§ **Directions for this task**
Please rewrite the entries below, substituting "most distant from its edge" for each occurrence of "farthest from its outline" and keeping everything else the same. Leave the pictures out of your answer.

▬▬▬

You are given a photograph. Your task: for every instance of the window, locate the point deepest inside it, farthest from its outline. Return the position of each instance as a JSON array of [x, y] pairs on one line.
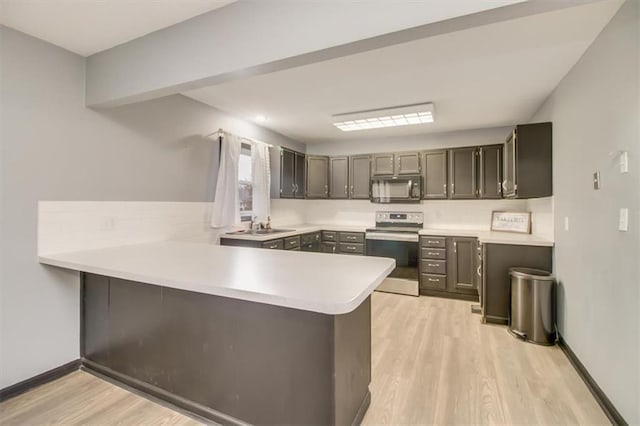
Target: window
[[245, 183]]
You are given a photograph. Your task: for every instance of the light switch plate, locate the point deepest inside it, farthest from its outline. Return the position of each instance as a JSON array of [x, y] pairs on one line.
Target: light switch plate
[[623, 223]]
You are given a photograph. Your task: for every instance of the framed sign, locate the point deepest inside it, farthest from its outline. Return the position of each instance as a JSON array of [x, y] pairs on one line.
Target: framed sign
[[519, 222]]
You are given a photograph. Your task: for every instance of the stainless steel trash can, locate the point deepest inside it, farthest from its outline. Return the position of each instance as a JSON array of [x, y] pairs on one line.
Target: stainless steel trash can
[[532, 309]]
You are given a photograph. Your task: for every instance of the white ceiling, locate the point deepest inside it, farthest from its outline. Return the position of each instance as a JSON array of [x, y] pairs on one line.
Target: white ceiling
[[90, 26], [494, 75]]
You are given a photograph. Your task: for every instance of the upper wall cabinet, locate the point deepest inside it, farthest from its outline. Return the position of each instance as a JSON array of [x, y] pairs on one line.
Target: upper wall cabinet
[[404, 163], [360, 177], [382, 165], [317, 176], [490, 171], [462, 173], [339, 177], [287, 173], [435, 168], [527, 162]]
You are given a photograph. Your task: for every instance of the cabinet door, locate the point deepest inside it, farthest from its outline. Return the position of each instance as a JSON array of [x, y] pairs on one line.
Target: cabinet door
[[462, 265], [317, 176], [382, 165], [300, 174], [407, 163], [490, 171], [360, 177], [339, 177], [509, 183], [287, 173], [462, 173], [435, 177]]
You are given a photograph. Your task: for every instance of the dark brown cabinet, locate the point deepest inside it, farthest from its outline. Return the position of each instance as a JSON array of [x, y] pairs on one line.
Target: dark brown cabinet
[[407, 163], [292, 172], [403, 163], [287, 173], [382, 165], [360, 177], [462, 173], [435, 175], [527, 162], [490, 171], [448, 267], [462, 265], [317, 176], [339, 177]]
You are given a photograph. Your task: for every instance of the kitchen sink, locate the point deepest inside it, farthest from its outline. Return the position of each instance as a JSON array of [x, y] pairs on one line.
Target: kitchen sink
[[260, 232]]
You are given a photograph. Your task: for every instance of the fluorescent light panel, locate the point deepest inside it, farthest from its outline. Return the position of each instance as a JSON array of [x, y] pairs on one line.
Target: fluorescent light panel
[[390, 117]]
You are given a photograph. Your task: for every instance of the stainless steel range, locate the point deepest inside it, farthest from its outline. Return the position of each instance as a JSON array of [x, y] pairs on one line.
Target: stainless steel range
[[396, 236]]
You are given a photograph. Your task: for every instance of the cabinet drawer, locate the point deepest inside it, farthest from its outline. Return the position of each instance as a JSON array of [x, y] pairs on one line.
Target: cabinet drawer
[[274, 244], [433, 267], [329, 236], [438, 242], [438, 282], [328, 247], [309, 238], [291, 242], [432, 253], [351, 248], [352, 237]]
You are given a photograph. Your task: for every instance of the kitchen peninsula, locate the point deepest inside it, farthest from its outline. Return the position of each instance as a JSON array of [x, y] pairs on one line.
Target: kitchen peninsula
[[230, 333]]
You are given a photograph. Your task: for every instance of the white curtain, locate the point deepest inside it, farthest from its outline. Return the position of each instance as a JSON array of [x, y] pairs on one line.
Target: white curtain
[[261, 174], [226, 206]]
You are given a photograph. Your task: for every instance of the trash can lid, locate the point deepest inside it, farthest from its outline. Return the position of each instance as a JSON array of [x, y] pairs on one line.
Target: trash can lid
[[530, 273]]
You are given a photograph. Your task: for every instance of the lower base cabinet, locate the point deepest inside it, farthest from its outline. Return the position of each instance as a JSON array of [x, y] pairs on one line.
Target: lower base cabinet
[[448, 267]]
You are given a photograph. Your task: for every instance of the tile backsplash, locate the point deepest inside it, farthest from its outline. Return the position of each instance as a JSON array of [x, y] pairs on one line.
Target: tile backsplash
[[459, 214]]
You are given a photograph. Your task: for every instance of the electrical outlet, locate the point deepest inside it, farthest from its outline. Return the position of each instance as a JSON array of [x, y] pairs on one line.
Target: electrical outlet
[[624, 162], [623, 221]]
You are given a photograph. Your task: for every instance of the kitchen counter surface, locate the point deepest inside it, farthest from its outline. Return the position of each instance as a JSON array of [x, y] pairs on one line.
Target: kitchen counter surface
[[491, 237], [484, 236], [314, 282], [294, 230]]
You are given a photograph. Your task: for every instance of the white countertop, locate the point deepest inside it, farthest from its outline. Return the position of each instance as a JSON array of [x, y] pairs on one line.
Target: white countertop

▬▬▬

§ **Full answer**
You are given a photograph. Your task: for every instance of the window, locate the point deepest inside it, most distant from its edge. Return the position of each instance as a JSON array of [x, y] pairs on one line.
Target: window
[[245, 183]]
You are given a photograph. Your task: for every instance of the light switch plate, locate the point deepest inside it, most distant from its edge. Return the position of each instance as a JSON array of [x, y] pairs on one line.
Target: light switch plate
[[623, 223]]
You are given a photograph. Your task: for every instance of the framed sign, locate the point deepest inside it, most distant from its edge. Return the position of each instance as a JSON array of [x, y] pairs on one line.
Target: framed sign
[[519, 222]]
You are given a photograph. Your task: for every instance of the stainless steel trash can, locate the point deepest inside it, most distant from its edge. Return the position of each instance as a JSON array of [x, y] pairs on one line.
Target: stainless steel trash can
[[532, 309]]
You are given a photograph. Your task: for every instance of the white ceiling, locate the point deepest inside it, most distant from its edge. Return the position of each instance as a JSON array of [x, y] pairs on one line.
Target: white ceiling
[[90, 26], [494, 75]]
You are given a photograph. Your task: for every instance of the upper wall cabinet, locate the point deepest inside it, most distant from its edge. Return the position of each instance as a JSON array of [x, y] pairs on one line.
Target: upper wall cabinet
[[404, 163], [360, 177], [382, 165], [317, 176], [490, 171], [462, 173], [339, 177], [287, 173], [435, 168], [527, 162]]
You are given a photograph. Your task: for every instance of the cabinet door, locate the point deepest inside it, most distant from its edge. Return the position of each instance as a JSON array of [x, y] pairs on one line.
Target: cabinet door
[[462, 265], [317, 176], [382, 165], [300, 174], [407, 163], [490, 171], [360, 177], [339, 177], [509, 183], [287, 173], [462, 173], [435, 177]]
You are given a photograph. Your task: for every instance of the dark brown cabinet, locate the point deepest inside it, most distant from its edge. Return the position of each instance as a JSON array of [x, y] pairs on one line.
Target: dark brown cabinet
[[407, 163], [292, 172], [403, 163], [287, 173], [382, 165], [360, 177], [462, 173], [435, 175], [527, 162], [490, 171], [448, 267], [462, 265], [317, 176], [339, 177]]
You are given a photograph. Your task: for every instance of the kitchen sink, locate the point deepest inside it, most distant from its edge. Return the position of each instance as a JSON array of [x, y] pairs on one line.
Target: kitchen sink
[[260, 232]]
You are given a photograph. Your task: for every instance of the fluorescent light panel, locate the point deepest inside it, most distant from its edge. Return the position of each instance as a JSON array of [x, y] pairs on one line.
Target: fluorescent light panel
[[390, 117]]
You are given a photograph. Your task: for every instance of the stainless steel range, locate the point deepest inside it, most distant from its edge. Return the position of each instance as a JSON array of [x, y] pairs on one line.
Target: stainless steel range
[[396, 236]]
You are given a photograph. Your task: for every instance of the cabinet drawer, locate the point deepest inside it, most distant from its edge. Return the position of each instance as a JSON array of [x, y] pairs on one line.
Target: cabinet drawer
[[274, 244], [433, 267], [329, 236], [438, 242], [438, 282], [328, 247], [309, 238], [291, 242], [432, 253], [351, 248], [352, 237]]
You are given a photograph. Your task: for every instance of the kitchen peninsula, locate the point deepest inside it, most distant from its edge. Return the position of each instance as a JSON array of [x, y] pairs on one line.
Target: kitchen peninsula
[[230, 333]]
You are given a photograph. Your task: for every instance of the white curtain, locate the point deepest inside it, most distant from its edge. Return the position of each instance as a JSON array of [x, y] pairs on one line.
Target: white curtain
[[261, 174], [226, 206]]
You are given a photograph. Your task: for every instance of the trash can lid, locate the point deepest inside it, most distant from its edge. Return the position of each instance as a JSON array of [x, y] pairs on one line.
Target: trash can lid
[[530, 273]]
You are given a photograph. Your task: for every instance of the lower base cabinet, locate the point deepest inside it, most distant from its edge. Return the position of each instance as a JSON array of [x, y] pairs on one line.
Target: lower base cabinet
[[448, 267]]
You are given a photograph. Your task: for every instance of the tile backsplash, locate the point deepest inside it, most distant from its edge. Return the position of each instance as a JSON array of [x, y] pairs on one line.
Target: tile backsplash
[[459, 214]]
You are given a photograph. Your task: for every instance of the electrical outlet, locate the point deepest inside it, most distant from its edge. Return the position of each instance as a JSON array of [x, y] pairs on one line.
Target: electrical outlet
[[624, 162], [623, 221]]
You are given a photograph. Your task: for every instance of the kitchen counter surface, locate the point deepest inside it, most distant from its edge. Return the position of each instance as a JSON array of [x, y] pairs on one line.
Target: kitchen counter surface
[[491, 237], [484, 236], [314, 282], [294, 230]]
You are given a photograph. Your task: for every instance of the white countertop, locate the point deepest inside it, most distant from its edge. Return the position of each instance as a JSON array of [x, y] pairs on one line.
Target: white countertop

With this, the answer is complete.